Raw listing:

◇ ◇ ◇

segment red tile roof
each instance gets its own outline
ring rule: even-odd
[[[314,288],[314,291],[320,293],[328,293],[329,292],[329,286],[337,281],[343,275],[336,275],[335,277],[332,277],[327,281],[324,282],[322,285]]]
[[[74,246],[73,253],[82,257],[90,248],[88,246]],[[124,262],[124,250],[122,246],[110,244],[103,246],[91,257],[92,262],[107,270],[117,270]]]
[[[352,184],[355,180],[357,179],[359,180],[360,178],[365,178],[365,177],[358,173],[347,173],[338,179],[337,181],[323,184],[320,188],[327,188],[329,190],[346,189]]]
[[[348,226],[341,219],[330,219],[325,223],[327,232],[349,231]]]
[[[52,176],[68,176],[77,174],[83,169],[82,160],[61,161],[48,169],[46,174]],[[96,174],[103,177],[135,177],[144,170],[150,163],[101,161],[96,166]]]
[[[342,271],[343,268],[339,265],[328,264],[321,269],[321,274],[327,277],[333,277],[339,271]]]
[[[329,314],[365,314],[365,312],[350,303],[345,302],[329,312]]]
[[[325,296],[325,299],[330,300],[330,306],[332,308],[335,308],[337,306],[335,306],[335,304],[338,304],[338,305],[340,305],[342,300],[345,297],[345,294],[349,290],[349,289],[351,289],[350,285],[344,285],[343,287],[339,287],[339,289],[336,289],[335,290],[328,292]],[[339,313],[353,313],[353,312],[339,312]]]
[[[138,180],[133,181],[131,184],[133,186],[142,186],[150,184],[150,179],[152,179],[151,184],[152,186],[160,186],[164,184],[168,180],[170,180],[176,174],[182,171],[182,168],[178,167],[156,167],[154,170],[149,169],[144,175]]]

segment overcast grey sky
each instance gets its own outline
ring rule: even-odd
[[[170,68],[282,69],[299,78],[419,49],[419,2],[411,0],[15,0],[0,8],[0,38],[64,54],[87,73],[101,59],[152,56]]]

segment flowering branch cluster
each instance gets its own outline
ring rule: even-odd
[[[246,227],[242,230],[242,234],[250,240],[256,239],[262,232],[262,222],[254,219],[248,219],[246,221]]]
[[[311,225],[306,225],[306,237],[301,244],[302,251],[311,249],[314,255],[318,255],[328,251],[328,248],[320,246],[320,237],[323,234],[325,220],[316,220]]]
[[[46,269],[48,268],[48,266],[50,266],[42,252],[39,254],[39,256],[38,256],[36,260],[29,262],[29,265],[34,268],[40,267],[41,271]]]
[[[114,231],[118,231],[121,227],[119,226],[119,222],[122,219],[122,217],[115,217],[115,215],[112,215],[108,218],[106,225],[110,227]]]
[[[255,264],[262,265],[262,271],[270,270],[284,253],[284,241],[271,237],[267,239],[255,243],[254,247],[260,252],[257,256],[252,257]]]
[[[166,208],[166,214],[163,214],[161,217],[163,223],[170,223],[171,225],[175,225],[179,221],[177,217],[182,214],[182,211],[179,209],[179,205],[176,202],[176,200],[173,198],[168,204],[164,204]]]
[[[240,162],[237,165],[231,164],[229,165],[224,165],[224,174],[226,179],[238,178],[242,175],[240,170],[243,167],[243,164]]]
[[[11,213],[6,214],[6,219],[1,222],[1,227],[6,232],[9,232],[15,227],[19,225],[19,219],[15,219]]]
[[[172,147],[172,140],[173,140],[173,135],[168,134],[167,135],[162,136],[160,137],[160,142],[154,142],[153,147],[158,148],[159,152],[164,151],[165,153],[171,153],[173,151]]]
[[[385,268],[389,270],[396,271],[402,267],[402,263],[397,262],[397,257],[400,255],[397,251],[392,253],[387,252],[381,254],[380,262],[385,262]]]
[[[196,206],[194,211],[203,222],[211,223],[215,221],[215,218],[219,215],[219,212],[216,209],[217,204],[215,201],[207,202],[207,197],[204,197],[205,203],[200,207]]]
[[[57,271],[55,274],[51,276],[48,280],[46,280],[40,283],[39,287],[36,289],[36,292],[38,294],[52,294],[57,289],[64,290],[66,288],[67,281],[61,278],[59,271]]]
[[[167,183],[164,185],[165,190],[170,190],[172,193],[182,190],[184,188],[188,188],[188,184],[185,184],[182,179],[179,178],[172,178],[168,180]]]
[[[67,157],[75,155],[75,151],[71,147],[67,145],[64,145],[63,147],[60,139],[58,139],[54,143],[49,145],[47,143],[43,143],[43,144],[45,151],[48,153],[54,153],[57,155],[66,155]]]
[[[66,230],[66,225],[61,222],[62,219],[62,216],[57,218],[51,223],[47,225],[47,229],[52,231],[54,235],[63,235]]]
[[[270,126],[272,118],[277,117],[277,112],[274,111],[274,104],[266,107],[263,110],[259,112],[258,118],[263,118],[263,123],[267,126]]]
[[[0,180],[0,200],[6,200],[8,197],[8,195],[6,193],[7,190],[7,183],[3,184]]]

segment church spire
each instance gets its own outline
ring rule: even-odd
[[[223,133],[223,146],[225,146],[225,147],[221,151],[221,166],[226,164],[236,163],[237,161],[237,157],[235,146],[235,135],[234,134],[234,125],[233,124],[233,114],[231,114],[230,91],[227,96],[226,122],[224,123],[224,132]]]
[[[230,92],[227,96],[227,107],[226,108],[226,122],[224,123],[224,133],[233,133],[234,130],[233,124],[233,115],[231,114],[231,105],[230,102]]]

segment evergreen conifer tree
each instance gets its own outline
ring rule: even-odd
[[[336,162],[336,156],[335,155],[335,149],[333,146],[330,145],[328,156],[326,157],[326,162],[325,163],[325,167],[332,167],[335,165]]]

◇ ◇ ◇

JOB: Turn the lines of the listing that start at the one containing "segment church spire" and end at the listing's final line into a numbered list, leaving out any blank lines.

COMPLETE RESPONSE:
1. segment church spire
2. each instance gets its own outline
3. ring rule: even-odd
4. [[[223,133],[223,146],[225,146],[225,147],[221,151],[221,166],[226,164],[236,163],[237,161],[237,157],[235,146],[235,135],[234,134],[234,125],[233,124],[233,114],[231,114],[230,91],[227,96],[226,122],[224,123],[224,132]]]
5. [[[230,92],[227,96],[227,107],[226,108],[226,122],[224,123],[224,133],[233,133],[234,130],[233,124],[233,115],[231,114],[231,105],[230,102]]]
6. segment evergreen conifer tree
7. each instance gets its own outline
8. ring rule: even-odd
9. [[[336,162],[336,156],[335,155],[335,149],[333,146],[330,145],[328,156],[326,157],[326,162],[325,163],[325,167],[332,167],[335,165]]]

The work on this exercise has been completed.